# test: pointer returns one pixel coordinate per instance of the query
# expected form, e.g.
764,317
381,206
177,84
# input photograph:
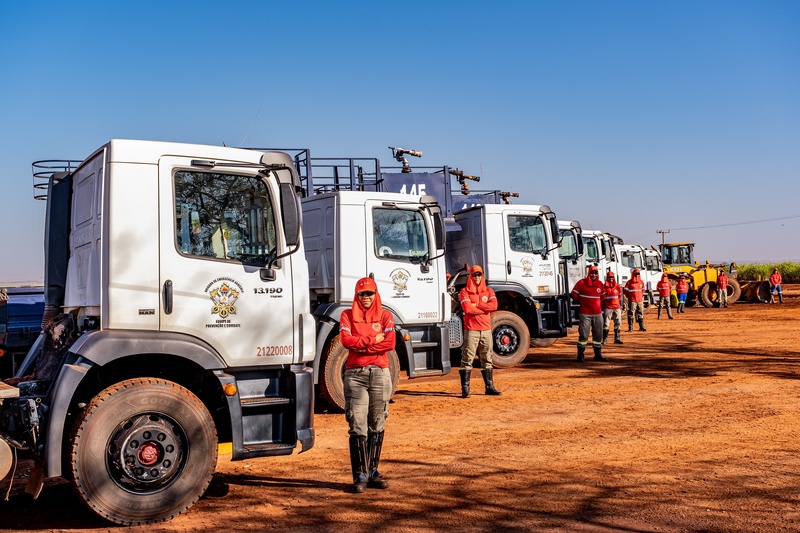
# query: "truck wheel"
331,382
142,451
510,339
543,343
708,294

++++++++++++++++++++

### DIRECTION
Render every line above as a Markdown table with the columns Row and Text, numbering each row and skipping blank lines. Leave the pictures out.

### THE OUTPUT
| Row | Text |
|---|---|
| 1 | # test: pointer returns one pixel coordinate per instance of the query |
| 2 | # expected form, e.g. |
| 3 | 764,317 |
| 4 | 381,206 |
| 5 | 177,84 |
| 6 | # input photograph: |
| 7 | # query: "truck wheel" |
| 8 | 331,382 |
| 9 | 142,451 |
| 10 | 510,339 |
| 11 | 543,343 |
| 12 | 708,294 |